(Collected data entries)

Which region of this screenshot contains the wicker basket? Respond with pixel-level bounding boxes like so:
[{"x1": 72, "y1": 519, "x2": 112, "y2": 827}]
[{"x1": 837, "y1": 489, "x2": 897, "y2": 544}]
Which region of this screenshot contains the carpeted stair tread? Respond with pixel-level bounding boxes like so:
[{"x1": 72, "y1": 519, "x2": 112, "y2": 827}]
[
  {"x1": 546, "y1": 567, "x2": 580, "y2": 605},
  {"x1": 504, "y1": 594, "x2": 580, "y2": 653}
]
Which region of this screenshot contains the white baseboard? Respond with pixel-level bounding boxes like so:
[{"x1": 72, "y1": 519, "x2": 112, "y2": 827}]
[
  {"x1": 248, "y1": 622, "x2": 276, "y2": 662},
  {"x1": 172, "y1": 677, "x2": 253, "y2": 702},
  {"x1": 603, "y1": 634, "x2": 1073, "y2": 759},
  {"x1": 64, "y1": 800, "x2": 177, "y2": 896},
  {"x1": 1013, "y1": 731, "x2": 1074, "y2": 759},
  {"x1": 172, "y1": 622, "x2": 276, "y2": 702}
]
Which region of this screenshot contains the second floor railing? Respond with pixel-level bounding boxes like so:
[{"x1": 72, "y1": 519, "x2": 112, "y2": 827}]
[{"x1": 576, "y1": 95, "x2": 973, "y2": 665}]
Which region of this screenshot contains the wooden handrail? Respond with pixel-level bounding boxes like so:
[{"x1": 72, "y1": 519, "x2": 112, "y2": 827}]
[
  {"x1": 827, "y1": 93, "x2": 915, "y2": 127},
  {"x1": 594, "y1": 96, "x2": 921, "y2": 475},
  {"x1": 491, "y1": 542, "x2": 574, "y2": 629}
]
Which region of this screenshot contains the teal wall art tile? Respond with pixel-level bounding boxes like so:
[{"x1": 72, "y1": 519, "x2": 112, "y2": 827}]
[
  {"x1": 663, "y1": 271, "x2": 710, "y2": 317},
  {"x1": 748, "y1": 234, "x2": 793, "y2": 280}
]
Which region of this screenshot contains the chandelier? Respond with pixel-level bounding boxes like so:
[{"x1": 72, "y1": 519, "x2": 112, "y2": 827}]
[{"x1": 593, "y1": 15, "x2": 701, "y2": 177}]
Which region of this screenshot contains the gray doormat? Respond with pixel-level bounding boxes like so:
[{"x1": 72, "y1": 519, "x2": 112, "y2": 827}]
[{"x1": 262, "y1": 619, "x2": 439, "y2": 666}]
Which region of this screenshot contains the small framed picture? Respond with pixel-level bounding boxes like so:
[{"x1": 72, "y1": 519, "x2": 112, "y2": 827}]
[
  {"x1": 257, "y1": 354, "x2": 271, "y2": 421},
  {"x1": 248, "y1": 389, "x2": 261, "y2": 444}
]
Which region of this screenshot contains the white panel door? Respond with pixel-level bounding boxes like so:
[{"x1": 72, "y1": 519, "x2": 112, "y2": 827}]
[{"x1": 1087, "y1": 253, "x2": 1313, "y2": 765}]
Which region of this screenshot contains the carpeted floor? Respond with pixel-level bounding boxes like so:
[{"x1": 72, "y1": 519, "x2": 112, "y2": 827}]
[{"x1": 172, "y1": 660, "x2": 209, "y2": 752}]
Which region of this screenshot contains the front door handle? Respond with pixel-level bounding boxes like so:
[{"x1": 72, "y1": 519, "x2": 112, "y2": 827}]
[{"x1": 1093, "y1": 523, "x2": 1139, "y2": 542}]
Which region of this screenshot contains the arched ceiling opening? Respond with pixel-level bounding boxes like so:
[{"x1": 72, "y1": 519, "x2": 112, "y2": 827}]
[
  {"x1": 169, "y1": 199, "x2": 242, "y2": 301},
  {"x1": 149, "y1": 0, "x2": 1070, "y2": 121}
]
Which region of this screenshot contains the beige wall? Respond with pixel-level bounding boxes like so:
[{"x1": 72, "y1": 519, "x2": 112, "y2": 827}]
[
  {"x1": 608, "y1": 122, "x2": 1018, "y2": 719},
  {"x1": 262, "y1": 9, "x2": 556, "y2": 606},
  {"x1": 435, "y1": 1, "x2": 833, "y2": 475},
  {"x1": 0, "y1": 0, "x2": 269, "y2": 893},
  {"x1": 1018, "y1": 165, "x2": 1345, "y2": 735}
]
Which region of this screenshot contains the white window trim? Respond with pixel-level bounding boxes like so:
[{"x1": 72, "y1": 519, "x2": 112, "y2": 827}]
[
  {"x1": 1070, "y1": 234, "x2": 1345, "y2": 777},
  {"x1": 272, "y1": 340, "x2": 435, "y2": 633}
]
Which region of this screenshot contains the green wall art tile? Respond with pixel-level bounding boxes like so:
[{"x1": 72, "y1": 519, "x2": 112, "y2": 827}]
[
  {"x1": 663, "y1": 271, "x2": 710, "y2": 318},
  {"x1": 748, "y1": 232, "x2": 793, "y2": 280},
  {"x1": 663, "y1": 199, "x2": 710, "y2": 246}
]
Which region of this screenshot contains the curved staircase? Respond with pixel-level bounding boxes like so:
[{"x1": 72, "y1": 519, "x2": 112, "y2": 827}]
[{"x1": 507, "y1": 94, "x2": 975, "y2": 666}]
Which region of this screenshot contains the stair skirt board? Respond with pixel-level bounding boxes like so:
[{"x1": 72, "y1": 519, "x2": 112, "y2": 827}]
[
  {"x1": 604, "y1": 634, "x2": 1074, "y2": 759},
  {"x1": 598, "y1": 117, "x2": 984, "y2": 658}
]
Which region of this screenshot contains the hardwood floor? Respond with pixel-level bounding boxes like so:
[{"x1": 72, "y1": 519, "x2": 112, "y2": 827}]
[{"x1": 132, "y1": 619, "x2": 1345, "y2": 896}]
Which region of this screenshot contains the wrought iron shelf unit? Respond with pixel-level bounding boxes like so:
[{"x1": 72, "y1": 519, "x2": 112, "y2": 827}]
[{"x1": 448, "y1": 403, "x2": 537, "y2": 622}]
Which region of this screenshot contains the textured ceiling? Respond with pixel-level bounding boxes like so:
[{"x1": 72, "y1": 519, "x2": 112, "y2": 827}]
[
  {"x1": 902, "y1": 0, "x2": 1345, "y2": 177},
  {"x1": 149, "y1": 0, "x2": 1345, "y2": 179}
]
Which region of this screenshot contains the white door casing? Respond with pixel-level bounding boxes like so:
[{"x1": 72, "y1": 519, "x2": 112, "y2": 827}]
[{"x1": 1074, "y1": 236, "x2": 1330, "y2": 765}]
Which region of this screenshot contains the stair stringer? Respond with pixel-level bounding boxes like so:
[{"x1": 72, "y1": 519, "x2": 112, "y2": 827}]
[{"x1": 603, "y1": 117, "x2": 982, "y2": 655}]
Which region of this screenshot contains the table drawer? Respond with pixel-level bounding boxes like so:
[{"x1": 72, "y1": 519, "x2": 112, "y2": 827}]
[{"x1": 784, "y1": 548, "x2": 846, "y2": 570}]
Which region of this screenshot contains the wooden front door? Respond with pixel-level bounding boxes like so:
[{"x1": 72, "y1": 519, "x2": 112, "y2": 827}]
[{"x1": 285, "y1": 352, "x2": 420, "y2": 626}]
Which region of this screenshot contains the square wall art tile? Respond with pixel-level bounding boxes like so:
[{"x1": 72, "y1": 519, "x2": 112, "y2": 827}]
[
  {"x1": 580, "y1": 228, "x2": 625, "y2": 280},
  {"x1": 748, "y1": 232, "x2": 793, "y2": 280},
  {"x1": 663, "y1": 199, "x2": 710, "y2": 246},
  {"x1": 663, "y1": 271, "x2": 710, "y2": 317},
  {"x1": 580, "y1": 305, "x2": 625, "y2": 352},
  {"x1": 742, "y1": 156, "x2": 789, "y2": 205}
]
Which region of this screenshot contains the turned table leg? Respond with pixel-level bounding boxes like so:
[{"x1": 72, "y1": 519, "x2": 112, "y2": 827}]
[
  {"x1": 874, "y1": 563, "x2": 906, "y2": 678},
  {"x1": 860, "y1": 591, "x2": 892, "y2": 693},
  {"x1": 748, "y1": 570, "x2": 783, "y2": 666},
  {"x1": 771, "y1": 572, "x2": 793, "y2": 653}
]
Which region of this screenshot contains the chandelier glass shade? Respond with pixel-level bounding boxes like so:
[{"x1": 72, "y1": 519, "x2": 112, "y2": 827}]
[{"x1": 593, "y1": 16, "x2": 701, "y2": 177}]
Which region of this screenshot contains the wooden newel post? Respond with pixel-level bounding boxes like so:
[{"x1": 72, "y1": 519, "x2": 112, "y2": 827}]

Exercise task :: Repeat verbatim the lines of the entries that begin with the line containing "Which region of this screenshot contains the wooden newel" and continue through the final line of the entries.

Complete response ::
Which region of this screenshot contains the wooden newel post? Respond with pixel-level bounding boxes like so:
[{"x1": 72, "y1": 519, "x2": 112, "y2": 827}]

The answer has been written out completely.